*Excerpt*
▽

A good meal is a delight, but we hardly ever spare a thought on whether our food is safe as we settle down to enjoy the melting pot of flavours. And, we can easily become sick if our food has in it harmful chemicals or germs.
According to the World Health Organization (WHO), food safety should not be taken lightly; and it’s everybody’s business, particularly now that unsafe food is linked to the deaths of an estimated two million people annually.
The issue took centre stage on Tuesday this week as countries across the globe observed World Health Day under the theme From Farm To Plate, Make Food Safe.
New WHO data revealed that food-borne illnesses underscored the global threats posed by unsafe foods, and the need for coordinated, action across the entire food supply chain.
“Food production has been industrialized and its trade and distribution have been globalized,” says WHO Director General Dr Margaret Chan. “These changes introduce multiple new opportunities for food to become contaminated with harmful bacteria, viruses, parasites, or chemicals.”
Food-borne illness is often referred to as food poisoning. Examples of unsafe food include undercooked meats, fruits and vegetables contaminated by faeces, and seafood containing marine biotoxins. WHO said these could cause more than 200 diseases –– ranging from diarrhoea to cancer.

△

*Activity list*
**a.** Shorten the paragraph of the food safety article that begins "Food-borne illness is often referred to" into a bulleted list that keeps its main facts.
**b.** Transcribe the food safety article word for word, beginning at the words "According to the" and stopping after "food supply chain.".

*Given data*
▽

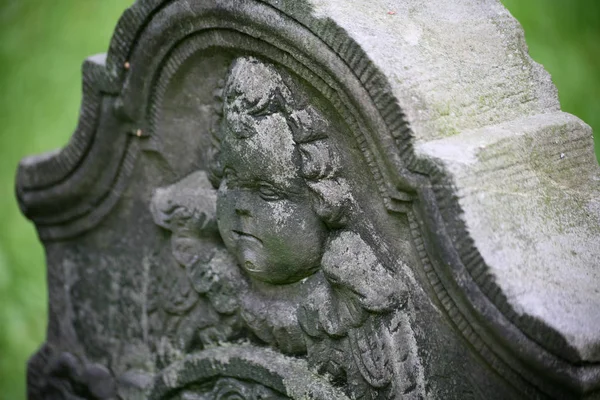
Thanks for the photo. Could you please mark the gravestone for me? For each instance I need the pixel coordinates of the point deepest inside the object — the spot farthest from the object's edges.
(269, 199)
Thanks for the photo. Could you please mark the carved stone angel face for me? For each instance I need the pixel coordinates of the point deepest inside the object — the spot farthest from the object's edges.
(264, 209)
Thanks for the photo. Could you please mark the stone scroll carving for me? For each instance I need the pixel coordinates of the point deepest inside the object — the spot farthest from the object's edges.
(318, 200)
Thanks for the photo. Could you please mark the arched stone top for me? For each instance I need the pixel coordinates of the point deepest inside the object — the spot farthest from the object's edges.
(461, 136)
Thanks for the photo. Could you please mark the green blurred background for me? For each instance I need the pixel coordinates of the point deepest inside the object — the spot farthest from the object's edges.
(42, 45)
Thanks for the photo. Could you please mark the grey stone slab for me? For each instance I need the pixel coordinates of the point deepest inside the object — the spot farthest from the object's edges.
(309, 199)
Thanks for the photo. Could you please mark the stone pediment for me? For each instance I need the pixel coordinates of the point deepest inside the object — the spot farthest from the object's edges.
(427, 220)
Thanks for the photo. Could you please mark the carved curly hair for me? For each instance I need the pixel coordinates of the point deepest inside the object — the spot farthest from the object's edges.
(320, 166)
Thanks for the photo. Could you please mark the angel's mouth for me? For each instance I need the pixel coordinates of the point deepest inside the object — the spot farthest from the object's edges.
(250, 267)
(239, 235)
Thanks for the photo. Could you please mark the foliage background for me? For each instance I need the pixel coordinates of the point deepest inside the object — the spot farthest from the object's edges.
(42, 45)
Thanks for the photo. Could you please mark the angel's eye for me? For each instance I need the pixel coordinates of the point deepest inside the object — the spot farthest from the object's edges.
(269, 193)
(230, 175)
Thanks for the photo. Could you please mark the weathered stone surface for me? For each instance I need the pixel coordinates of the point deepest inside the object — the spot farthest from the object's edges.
(307, 199)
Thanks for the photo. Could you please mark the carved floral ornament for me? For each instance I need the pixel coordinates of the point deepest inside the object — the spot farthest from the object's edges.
(286, 214)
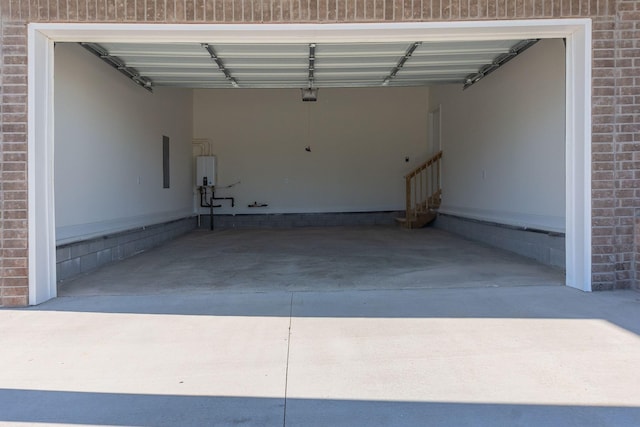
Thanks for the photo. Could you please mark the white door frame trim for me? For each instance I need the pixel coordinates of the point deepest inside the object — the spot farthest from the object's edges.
(42, 36)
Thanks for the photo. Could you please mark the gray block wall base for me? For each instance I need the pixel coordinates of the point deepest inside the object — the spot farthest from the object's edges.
(80, 257)
(301, 219)
(545, 247)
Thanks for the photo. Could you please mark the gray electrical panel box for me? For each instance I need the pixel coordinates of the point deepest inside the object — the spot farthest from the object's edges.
(205, 171)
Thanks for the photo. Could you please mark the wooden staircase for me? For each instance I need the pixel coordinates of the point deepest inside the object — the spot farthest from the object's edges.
(423, 194)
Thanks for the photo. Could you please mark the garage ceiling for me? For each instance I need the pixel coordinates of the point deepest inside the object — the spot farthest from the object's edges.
(211, 65)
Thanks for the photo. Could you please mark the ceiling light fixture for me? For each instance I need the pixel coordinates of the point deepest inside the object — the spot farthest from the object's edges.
(118, 64)
(220, 64)
(498, 62)
(400, 64)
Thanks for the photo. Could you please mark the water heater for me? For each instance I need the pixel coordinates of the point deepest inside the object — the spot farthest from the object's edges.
(205, 170)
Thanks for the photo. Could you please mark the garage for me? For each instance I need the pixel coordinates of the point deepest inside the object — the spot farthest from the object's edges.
(346, 152)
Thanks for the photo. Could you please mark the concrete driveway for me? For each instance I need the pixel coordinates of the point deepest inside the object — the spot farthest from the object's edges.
(492, 356)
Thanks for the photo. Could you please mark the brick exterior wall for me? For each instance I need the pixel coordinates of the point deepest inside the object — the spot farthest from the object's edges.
(615, 96)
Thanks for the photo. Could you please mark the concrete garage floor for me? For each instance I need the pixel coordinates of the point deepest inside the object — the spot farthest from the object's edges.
(267, 350)
(313, 259)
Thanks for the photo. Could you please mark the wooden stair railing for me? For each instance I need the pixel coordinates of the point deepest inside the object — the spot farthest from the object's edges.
(423, 193)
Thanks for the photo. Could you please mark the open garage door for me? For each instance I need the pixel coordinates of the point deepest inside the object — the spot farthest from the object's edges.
(404, 47)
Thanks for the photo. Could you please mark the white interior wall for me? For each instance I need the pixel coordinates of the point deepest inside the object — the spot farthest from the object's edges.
(108, 149)
(359, 139)
(503, 141)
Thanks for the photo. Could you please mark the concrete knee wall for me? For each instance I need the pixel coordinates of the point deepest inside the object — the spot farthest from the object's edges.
(83, 256)
(545, 247)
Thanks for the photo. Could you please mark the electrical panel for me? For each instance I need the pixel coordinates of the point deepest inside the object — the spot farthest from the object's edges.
(205, 171)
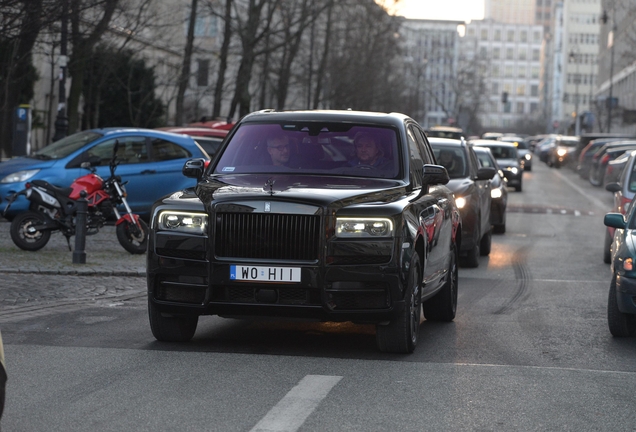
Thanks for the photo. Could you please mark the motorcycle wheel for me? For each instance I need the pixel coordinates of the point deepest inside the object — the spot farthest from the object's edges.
(23, 234)
(133, 238)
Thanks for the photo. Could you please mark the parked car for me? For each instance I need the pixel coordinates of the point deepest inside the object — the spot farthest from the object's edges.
(498, 189)
(522, 150)
(563, 151)
(322, 215)
(150, 163)
(587, 153)
(210, 139)
(608, 152)
(471, 186)
(507, 159)
(445, 132)
(621, 307)
(624, 191)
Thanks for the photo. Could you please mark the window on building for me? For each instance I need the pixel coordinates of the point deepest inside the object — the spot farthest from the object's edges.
(534, 90)
(510, 54)
(521, 107)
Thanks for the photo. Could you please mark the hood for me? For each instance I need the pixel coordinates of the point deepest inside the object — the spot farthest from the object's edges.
(460, 186)
(312, 190)
(23, 163)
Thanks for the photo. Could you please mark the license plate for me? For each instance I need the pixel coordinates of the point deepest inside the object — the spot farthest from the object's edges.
(264, 274)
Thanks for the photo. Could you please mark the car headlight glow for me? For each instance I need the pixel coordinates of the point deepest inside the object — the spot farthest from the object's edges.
(186, 222)
(19, 176)
(364, 227)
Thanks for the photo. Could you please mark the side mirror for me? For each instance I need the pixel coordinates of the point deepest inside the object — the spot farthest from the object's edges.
(434, 174)
(486, 173)
(194, 168)
(615, 220)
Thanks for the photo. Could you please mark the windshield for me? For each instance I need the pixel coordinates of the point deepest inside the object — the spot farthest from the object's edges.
(312, 148)
(66, 146)
(452, 158)
(503, 152)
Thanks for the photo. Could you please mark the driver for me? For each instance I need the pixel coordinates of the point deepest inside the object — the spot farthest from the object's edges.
(368, 152)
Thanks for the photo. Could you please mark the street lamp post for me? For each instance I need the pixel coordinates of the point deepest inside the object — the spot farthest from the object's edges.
(610, 45)
(61, 121)
(577, 127)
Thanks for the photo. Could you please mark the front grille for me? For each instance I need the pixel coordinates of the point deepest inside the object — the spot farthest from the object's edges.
(267, 236)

△

*Answers to the exercises*
**a.**
- Food-borne illness is often called food poisoning.
- Examples of unsafe food: undercooked meats, fruits and vegetables contaminated by faeces, and seafood containing marine biotoxins.
- According to WHO, these can cause more than 200 diseases, from diarrhoea to cancer.

**b.**
According to the World Health Organization (WHO), food safety should not be taken lightly; and it’s everybody’s business, particularly now that unsafe food is linked to the deaths of an estimated two million people annually.
The issue took centre stage on Tuesday this week as countries across the globe observed World Health Day under the theme From Farm To Plate, Make Food Safe.
New WHO data revealed that food-borne illnesses underscored the global threats posed by unsafe foods, and the need for coordinated, action across the entire food supply chain.